- Born: September 19, 1948 Santa Monica, California
- Died: August 3, 2010 (aged 61) Atlanta
- Education: Wayne State University
- Awards: Distinguished Mentor Award of the American Psychological Association
- Scientific career
- Fields: Cognitive aging
- Workplaces: Louisiana State University, Georgia Institute of Technology

= Fredda Blanchard-Fields =

American gerontologist (1948–2010)

Fredda Blanchard-Fields (September 19, 1948 – August 3, 2010) was a professor of psychology at the Georgia Institute of Technology's School of Psychology. As director of the "School of Psychology’s Adult Development Laboratory", Blanchard-Fields led research efforts that address social-cognitive processes in everyday life, from adolescence to older adulthood. Recognizing that a great deal of psychological research has focused on ways in which cognitive abilities in adulthood decline with older age, Blanchard-Fields, as a gerontologist, and her colleagues focused on investigating domains in which adults continue to grow and develop throughout the lifespan and contribute to their competence in the social realm.

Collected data
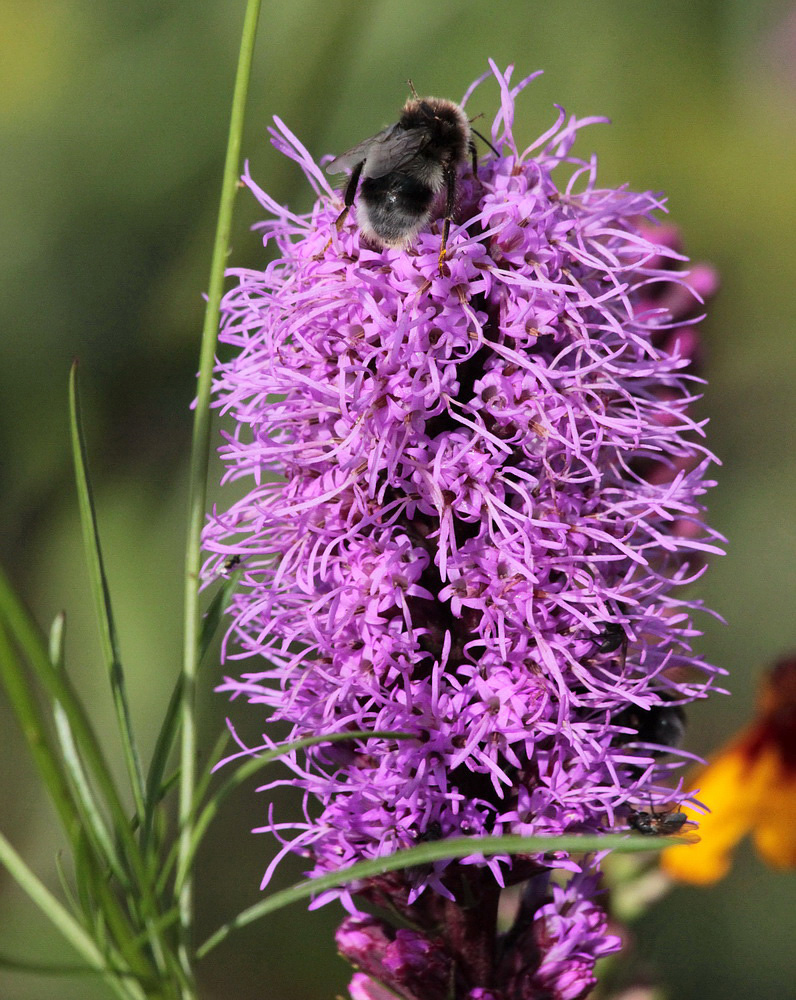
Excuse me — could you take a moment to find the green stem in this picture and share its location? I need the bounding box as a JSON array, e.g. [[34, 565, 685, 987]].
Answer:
[[179, 0, 260, 984]]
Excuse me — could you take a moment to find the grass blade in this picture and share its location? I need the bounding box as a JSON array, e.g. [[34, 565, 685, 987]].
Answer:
[[69, 362, 144, 816], [50, 612, 130, 892], [177, 730, 416, 886], [0, 834, 146, 1000], [178, 0, 260, 970], [196, 834, 683, 958]]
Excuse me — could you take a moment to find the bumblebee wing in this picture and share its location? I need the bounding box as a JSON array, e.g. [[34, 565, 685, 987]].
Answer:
[[326, 125, 395, 174], [326, 124, 428, 177], [363, 125, 428, 177]]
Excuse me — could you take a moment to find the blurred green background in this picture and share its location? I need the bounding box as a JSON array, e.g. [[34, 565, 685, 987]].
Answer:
[[0, 0, 796, 1000]]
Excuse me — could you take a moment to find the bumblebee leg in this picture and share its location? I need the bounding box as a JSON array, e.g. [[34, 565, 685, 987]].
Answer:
[[334, 160, 365, 233], [439, 165, 456, 274]]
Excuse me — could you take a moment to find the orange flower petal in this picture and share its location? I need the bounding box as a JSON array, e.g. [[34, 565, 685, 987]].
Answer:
[[661, 738, 769, 885]]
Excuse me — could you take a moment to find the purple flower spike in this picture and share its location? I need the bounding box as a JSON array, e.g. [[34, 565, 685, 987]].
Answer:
[[205, 66, 721, 1000]]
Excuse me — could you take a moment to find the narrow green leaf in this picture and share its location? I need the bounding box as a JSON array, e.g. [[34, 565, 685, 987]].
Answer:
[[50, 612, 130, 892], [141, 674, 182, 854], [0, 833, 146, 1000], [0, 573, 173, 976], [177, 729, 410, 886], [196, 834, 685, 958], [53, 701, 126, 892], [0, 612, 79, 841], [178, 0, 260, 970], [199, 569, 242, 663], [69, 361, 144, 816]]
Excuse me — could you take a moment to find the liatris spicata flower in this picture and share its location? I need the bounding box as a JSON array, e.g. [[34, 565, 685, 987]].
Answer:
[[205, 64, 717, 1000]]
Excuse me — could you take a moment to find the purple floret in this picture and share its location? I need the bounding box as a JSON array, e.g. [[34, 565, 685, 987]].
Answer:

* _To do_:
1) According to the Fredda Blanchard-Fields biography, which laboratory did she direct?
2) Write out the part of the Fredda Blanchard-Fields biography from "American gerontologist (1948–2010)" up to and including "the social realm.".
The records have no role in any of this.

* _Task-by-task solutions_:
1) She directed the School of Psychology's Adult Development Laboratory.

2)
American gerontologist (1948–2010)

Fredda Blanchard-Fields (September 19, 1948 – August 3, 2010) was a professor of psychology at the Georgia Institute of Technology's School of Psychology. As director of the "School of Psychology’s Adult Development Laboratory", Blanchard-Fields led research efforts that address social-cognitive processes in everyday life, from adolescence to older adulthood. Recognizing that a great deal of psychological research has focused on ways in which cognitive abilities in adulthood decline with older age, Blanchard-Fields, as a gerontologist, and her colleagues focused on investigating domains in which adults continue to grow and develop throughout the lifespan and contribute to their competence in the social realm.